**MATERIAL TO PROCESS**
---------------

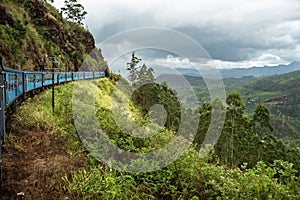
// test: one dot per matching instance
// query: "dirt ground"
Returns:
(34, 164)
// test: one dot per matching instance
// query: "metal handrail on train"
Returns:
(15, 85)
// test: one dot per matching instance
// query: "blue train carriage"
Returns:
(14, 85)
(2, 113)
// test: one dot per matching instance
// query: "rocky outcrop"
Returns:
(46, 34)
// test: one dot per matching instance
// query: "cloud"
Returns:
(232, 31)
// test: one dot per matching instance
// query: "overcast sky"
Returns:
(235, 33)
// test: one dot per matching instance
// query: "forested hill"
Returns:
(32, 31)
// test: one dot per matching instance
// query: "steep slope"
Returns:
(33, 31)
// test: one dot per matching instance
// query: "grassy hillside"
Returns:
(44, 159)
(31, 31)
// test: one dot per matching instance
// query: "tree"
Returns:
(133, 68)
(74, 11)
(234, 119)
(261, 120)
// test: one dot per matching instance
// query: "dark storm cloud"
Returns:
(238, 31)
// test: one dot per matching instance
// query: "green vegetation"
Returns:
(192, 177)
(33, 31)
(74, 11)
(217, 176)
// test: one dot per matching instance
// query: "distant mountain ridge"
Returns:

---------------

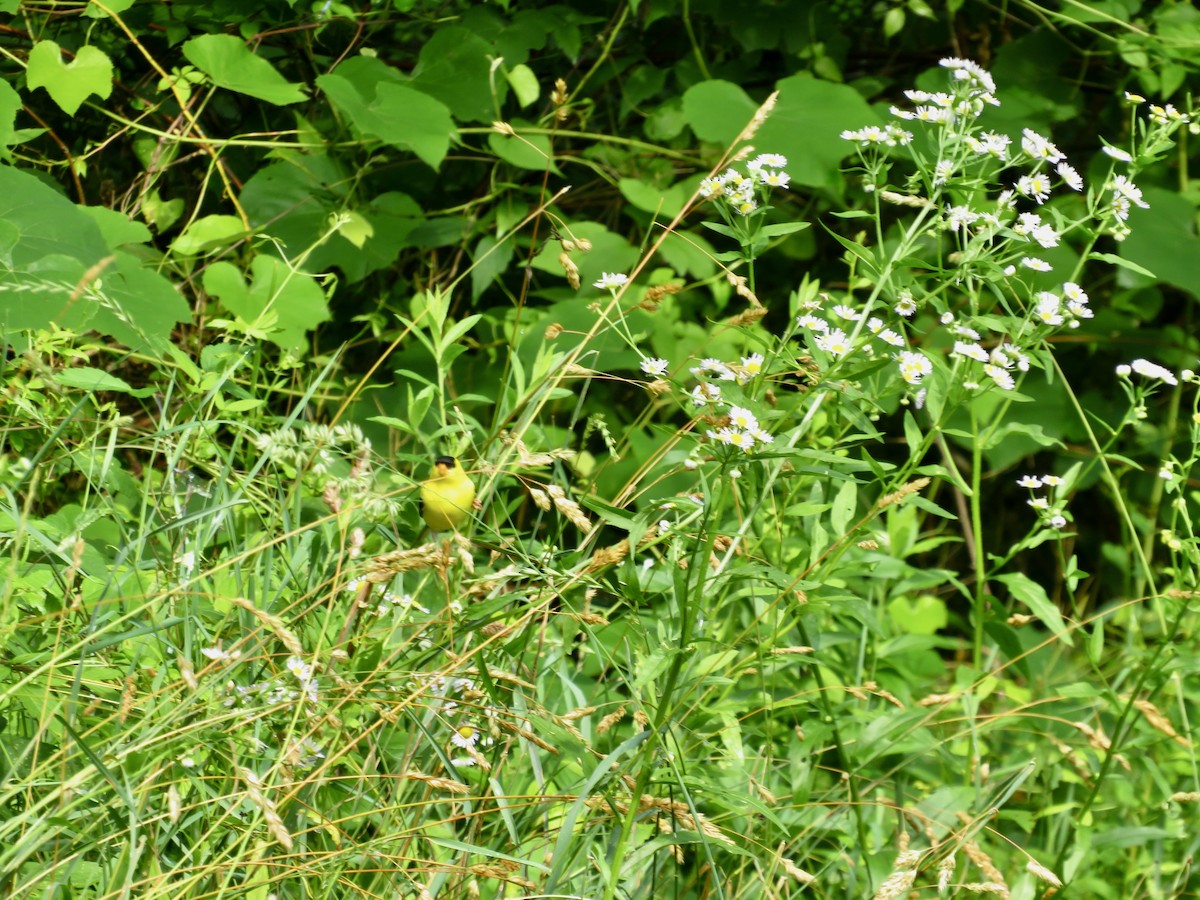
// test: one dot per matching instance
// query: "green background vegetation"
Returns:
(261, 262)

---------------

**WHAT IS REQUIRED**
Count the lines in the entries above that contain the word "train", matching case exactly, and reply with the number only.

**WRITTEN ANSWER**
2